▶ Problem statement:
Please render every line of the listing below as a Markdown table with the columns Row and Line, numbering each row, skipping blank lines and leaving out the pictures.

>> begin Provided records

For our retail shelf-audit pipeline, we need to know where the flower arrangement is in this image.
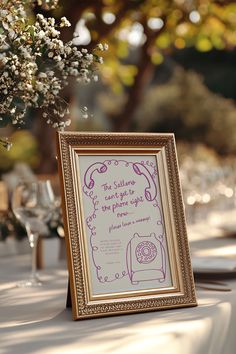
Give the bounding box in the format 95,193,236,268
0,0,107,147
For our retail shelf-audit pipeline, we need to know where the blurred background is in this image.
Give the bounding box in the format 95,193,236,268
0,0,236,253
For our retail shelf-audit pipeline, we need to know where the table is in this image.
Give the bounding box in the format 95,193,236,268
0,239,236,354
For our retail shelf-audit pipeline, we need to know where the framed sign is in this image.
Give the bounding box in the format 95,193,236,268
58,132,196,319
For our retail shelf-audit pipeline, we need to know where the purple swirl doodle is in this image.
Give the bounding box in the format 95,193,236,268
84,162,107,189
133,162,157,201
83,159,165,284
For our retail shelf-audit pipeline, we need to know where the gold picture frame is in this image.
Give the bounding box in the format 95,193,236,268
57,132,197,320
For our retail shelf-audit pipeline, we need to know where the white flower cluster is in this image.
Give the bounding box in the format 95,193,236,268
0,0,108,133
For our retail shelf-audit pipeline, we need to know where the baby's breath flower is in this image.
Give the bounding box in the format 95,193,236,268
0,0,108,145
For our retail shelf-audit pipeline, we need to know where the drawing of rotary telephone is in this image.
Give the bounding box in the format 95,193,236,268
84,162,107,189
126,232,166,285
133,162,157,201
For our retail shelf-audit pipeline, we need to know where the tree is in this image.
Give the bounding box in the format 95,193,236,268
60,0,236,131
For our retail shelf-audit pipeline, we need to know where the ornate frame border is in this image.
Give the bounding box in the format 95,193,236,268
57,132,197,320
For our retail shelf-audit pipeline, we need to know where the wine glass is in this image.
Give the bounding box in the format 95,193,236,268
12,180,55,287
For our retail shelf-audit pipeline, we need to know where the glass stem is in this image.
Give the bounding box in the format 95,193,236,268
26,225,39,279
30,234,39,278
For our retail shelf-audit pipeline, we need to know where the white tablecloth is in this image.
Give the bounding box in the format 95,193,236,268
0,241,236,354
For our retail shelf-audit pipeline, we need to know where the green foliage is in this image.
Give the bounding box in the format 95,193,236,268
136,67,236,154
0,130,39,172
74,0,236,92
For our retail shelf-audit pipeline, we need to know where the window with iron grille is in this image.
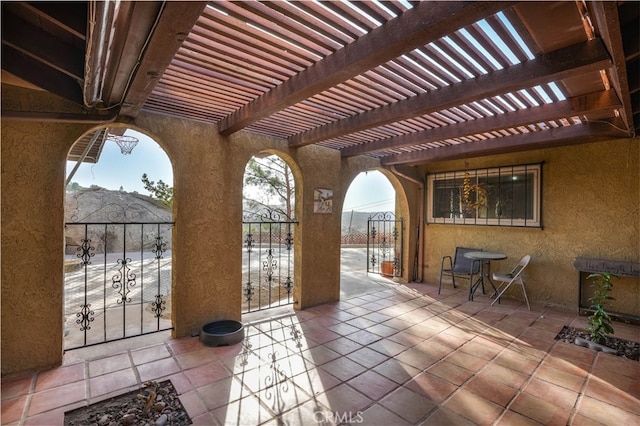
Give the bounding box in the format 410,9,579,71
427,164,542,228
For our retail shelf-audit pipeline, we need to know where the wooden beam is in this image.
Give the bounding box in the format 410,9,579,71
589,1,637,135
22,2,89,40
289,39,611,147
380,122,627,166
2,44,83,105
340,90,620,157
2,11,84,81
120,1,207,117
219,1,513,135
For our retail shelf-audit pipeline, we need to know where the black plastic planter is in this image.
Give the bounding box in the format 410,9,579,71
200,320,244,346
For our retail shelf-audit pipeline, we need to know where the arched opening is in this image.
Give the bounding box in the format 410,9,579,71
340,170,402,298
242,151,298,313
63,127,173,350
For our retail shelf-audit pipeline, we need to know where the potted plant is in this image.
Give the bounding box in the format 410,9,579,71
575,272,618,352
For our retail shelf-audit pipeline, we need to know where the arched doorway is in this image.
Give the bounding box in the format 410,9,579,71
242,152,298,313
340,170,397,297
64,128,173,350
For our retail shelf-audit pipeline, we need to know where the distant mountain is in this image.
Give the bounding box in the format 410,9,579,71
64,186,173,254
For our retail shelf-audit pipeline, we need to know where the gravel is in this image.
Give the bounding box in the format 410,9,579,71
64,380,192,426
556,325,640,361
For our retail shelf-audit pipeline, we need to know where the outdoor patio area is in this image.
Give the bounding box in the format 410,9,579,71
2,278,640,425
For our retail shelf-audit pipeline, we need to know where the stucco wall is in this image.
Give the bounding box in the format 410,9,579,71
1,88,94,374
2,104,388,374
422,139,640,315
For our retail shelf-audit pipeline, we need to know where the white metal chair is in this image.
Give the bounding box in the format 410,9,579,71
491,255,531,310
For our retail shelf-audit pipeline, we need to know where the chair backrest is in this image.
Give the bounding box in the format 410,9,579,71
453,247,482,274
510,254,531,279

>> end Provided records

▶ Task solution:
| Row | Line |
|---|---|
| 1 | For our retail shelf-audit pipeline, we need to know where the flower arrangement is in this image. |
| 2 | Give the bounding box in the format 95,193,236,268 |
| 3 | 0,0,107,147 |
| 4 | For our retail shelf-audit pipeline, we need to know where the blurred background is in this image. |
| 5 | Give the bounding box in the format 95,193,236,268 |
| 6 | 0,0,236,253 |
| 7 | For our retail shelf-audit pipeline, we need to know where the table is in this image. |
| 8 | Give the bounding box in the format 95,193,236,268 |
| 9 | 0,239,236,354 |
| 10 | For our retail shelf-audit pipeline, we need to know where the framed sign is in this image. |
| 11 | Give the bounding box in the format 95,193,236,268 |
| 12 | 58,132,196,319 |
| 13 | For our retail shelf-audit pipeline, we need to know where the purple swirl doodle is in this image. |
| 14 | Give the bounding box in the format 95,193,236,268 |
| 15 | 84,162,107,189 |
| 16 | 133,162,157,201 |
| 17 | 83,159,165,284 |
| 18 | For our retail shelf-audit pipeline, we need to know where the gold picture frame is in this image. |
| 19 | Give the bounding box in the format 95,193,236,268 |
| 20 | 57,132,197,320 |
| 21 | For our retail shelf-audit pipeline, we need to know where the white flower cluster is in this image. |
| 22 | Give the bounding box in the format 95,193,236,268 |
| 23 | 0,0,108,133 |
| 24 | For our retail shelf-audit pipeline, we need to know where the baby's breath flower is in this image. |
| 25 | Give the bounding box in the format 95,193,236,268 |
| 26 | 0,0,108,145 |
| 27 | For our retail shelf-audit pipeline, we need to know where the drawing of rotary telephone is in this image. |
| 28 | Give the bounding box in the format 95,193,236,268 |
| 29 | 84,162,107,189 |
| 30 | 126,232,166,285 |
| 31 | 133,162,157,201 |
| 32 | For our retail shelf-audit pipeline, we need to know where the tree is in this image. |
| 33 | Give the bounding box in the format 95,193,236,268 |
| 34 | 60,0,236,131 |
| 35 | For our retail shelf-audit pipeline, we need to know where the ornate frame border is in this image. |
| 36 | Give the bounding box in the format 95,193,236,268 |
| 37 | 57,132,197,320 |
| 38 | For our retail shelf-audit pipeline, we need to know where the wine glass is in this image. |
| 39 | Give the bounding box in the format 95,193,236,268 |
| 40 | 12,180,55,287 |
| 41 | For our retail shelf-audit pipeline, we need to know where the glass stem is in this image. |
| 42 | Give the bounding box in the format 95,193,236,268 |
| 43 | 26,225,39,279 |
| 44 | 30,234,39,278 |
| 45 | For our retail shelf-audit pipeline, we need to know where the white tablecloth is in this image. |
| 46 | Give the bounding box in the format 95,193,236,268 |
| 47 | 0,241,236,354 |
| 48 | For our retail shelf-audit pipeline, we need to know where the green foliage is in this image. |
| 49 | Give the bounding box in the format 95,193,236,268 |
| 50 | 136,67,236,154 |
| 51 | 0,130,39,172 |
| 52 | 74,0,236,92 |
| 53 | For our retail shelf-audit pipeline, we need to know where the window with iron grille is in this image. |
| 54 | Give the bounding box in the format 410,9,579,71 |
| 55 | 427,164,542,228 |
| 56 | For our retail shelf-audit pipeline, we need to know where the wooden beam is in this image. |
| 57 | Give the bounding box in the format 410,9,579,71 |
| 58 | 589,1,637,135 |
| 59 | 22,2,89,40 |
| 60 | 289,39,611,147 |
| 61 | 380,122,627,166 |
| 62 | 2,44,83,105 |
| 63 | 340,90,620,157 |
| 64 | 2,11,84,81 |
| 65 | 120,1,207,117 |
| 66 | 219,1,513,135 |
| 67 | For our retail shelf-audit pipeline, we need to know where the black plastic planter is in this image. |
| 68 | Give the bounding box in the format 410,9,579,71 |
| 69 | 200,320,244,346 |
| 70 | For our retail shelf-audit pipeline, we need to know where the arched opening is in this image. |
| 71 | Give the bounding box in the format 410,9,579,71 |
| 72 | 340,170,402,298 |
| 73 | 242,151,298,313 |
| 74 | 63,127,173,350 |
| 75 | For our retail shelf-audit pipeline, we need to know where the potted plant is in this image. |
| 76 | Give the bounding box in the format 410,9,579,71 |
| 77 | 575,272,618,352 |
| 78 | For our retail shelf-audit pipeline, we need to know where the arched doorway is in this image. |
| 79 | Give the bounding box in the format 410,9,579,71 |
| 80 | 242,152,298,313 |
| 81 | 340,170,397,297 |
| 82 | 64,128,173,350 |
| 83 | For our retail shelf-audit pipeline, we need to know where the distant mountain is in this image. |
| 84 | Give the bounding box in the format 410,9,579,71 |
| 85 | 64,186,173,254 |
| 86 | For our retail shelf-audit pipeline, we need to know where the gravel is in this image. |
| 87 | Give the bounding box in the format 410,9,579,71 |
| 88 | 64,380,192,426 |
| 89 | 556,325,640,361 |
| 90 | For our retail shelf-audit pipeline, we need to know where the outdoor patio area is in this image. |
| 91 | Give the bounding box in the format 410,9,579,71 |
| 92 | 2,278,640,425 |
| 93 | For our retail shelf-audit pipeline, we need to know where the stucco wall is in this image. |
| 94 | Give the bounding box in the format 410,9,579,71 |
| 95 | 1,88,94,374 |
| 96 | 2,104,388,374 |
| 97 | 422,139,640,315 |
| 98 | For our retail shelf-audit pipeline, we need to know where the white metal chair is in this image. |
| 99 | Give the bounding box in the format 410,9,579,71 |
| 100 | 491,255,531,310 |
| 101 | For our retail shelf-audit pipeline, we need to know where the chair backrest is in this image. |
| 102 | Give the bounding box in the format 410,9,579,71 |
| 103 | 453,247,482,274 |
| 104 | 510,254,531,279 |